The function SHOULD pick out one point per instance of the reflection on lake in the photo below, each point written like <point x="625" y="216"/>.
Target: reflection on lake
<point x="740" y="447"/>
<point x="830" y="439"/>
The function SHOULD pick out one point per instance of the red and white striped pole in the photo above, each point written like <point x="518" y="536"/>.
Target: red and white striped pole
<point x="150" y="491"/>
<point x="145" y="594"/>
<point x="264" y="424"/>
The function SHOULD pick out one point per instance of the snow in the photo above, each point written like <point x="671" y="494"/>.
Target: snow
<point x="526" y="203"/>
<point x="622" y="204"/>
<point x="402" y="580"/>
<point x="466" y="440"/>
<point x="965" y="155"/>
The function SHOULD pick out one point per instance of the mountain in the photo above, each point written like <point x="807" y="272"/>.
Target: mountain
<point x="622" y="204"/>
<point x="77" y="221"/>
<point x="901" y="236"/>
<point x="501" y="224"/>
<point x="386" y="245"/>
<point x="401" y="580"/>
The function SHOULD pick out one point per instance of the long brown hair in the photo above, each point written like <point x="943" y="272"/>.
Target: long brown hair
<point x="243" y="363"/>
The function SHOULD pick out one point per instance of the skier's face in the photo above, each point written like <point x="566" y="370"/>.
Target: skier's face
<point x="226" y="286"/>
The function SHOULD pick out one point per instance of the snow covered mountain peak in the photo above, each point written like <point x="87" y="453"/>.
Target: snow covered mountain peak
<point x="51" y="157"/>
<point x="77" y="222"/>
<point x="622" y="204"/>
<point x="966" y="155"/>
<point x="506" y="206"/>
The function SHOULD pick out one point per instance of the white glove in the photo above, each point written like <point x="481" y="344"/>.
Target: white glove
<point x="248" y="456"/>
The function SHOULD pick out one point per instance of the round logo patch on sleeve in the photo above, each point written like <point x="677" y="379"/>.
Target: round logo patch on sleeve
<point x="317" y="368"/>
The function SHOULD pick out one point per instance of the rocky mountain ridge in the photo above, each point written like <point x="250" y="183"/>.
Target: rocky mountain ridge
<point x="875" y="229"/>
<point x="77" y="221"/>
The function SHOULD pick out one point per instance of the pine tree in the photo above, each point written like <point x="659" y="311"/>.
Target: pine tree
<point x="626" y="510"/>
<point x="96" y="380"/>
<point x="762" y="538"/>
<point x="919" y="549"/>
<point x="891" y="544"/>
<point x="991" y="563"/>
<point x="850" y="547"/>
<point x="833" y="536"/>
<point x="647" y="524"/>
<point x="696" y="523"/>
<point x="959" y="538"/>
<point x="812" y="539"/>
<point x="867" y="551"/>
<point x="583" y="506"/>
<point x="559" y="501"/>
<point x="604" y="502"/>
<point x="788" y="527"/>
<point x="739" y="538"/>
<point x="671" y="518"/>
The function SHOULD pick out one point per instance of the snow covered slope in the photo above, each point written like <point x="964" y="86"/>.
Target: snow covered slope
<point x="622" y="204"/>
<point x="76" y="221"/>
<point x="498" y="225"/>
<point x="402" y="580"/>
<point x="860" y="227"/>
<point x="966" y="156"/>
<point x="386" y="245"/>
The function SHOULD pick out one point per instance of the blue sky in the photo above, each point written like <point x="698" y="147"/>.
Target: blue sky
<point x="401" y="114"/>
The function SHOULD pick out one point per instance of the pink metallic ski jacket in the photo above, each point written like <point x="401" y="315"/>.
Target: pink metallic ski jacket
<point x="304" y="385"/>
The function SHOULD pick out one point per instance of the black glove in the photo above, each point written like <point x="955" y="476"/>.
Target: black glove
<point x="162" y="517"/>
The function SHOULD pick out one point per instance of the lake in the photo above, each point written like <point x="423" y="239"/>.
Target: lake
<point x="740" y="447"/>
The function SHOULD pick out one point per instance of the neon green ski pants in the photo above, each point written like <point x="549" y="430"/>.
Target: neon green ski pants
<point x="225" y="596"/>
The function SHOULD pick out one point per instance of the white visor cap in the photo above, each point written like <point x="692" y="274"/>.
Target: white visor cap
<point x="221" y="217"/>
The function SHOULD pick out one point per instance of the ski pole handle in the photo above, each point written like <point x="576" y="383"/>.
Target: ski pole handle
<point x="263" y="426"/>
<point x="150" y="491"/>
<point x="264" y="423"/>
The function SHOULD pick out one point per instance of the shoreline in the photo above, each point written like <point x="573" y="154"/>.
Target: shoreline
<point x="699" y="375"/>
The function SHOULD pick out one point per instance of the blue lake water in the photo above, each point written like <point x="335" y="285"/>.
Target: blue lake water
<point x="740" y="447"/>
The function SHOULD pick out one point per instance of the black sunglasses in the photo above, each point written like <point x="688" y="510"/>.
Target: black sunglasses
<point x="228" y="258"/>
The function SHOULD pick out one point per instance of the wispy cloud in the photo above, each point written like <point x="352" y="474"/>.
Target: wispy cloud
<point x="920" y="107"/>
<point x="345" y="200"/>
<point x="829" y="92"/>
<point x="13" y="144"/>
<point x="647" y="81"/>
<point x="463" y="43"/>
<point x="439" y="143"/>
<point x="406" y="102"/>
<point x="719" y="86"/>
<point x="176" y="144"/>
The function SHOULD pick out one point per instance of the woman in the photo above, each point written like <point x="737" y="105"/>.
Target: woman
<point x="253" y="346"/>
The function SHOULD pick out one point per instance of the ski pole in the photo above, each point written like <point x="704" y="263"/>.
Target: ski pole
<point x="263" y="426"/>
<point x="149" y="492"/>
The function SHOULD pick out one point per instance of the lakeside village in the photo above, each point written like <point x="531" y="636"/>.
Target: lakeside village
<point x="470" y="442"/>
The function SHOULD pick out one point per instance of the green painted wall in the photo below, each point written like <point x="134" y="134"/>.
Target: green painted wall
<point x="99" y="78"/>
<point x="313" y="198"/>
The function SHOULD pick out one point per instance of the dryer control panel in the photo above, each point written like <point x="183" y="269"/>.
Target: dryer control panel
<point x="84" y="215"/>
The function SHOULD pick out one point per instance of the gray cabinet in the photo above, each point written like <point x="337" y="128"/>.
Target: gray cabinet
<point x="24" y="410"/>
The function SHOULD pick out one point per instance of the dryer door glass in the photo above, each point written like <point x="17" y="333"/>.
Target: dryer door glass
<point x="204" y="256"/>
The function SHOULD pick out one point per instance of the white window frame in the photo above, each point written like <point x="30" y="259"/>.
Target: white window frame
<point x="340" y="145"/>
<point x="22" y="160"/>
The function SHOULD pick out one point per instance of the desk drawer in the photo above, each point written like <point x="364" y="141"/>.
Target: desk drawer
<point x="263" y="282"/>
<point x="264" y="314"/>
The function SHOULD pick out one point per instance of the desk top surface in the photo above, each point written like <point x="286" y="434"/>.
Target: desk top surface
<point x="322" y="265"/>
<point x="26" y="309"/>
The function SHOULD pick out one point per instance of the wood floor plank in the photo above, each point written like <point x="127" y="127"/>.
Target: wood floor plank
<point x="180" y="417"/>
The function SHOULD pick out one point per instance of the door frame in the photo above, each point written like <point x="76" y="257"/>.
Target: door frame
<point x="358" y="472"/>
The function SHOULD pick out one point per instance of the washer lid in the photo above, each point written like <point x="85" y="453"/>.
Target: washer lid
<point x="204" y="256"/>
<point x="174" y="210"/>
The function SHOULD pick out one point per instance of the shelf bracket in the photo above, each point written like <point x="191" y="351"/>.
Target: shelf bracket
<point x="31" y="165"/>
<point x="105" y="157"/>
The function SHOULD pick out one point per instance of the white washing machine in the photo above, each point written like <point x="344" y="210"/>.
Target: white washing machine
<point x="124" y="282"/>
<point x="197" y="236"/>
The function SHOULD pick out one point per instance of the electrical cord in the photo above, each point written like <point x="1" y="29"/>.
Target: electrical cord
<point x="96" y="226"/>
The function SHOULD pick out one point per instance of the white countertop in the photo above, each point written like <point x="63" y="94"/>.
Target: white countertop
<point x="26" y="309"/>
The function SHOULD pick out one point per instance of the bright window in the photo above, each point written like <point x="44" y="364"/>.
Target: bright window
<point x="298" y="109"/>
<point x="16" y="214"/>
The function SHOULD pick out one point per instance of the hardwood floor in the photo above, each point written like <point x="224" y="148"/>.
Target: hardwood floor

---*---

▶ [What the task requires]: Your response should contain each line of the listing in which the word "below" occurs.

▶ [Solution to this task]:
The function SHOULD pick out one point per instance of the reflection on lake in the photo below, each point written like <point x="625" y="216"/>.
The function SHOULD pick out one point per instance of the green painted wall in the photo below, each point written like <point x="134" y="134"/>.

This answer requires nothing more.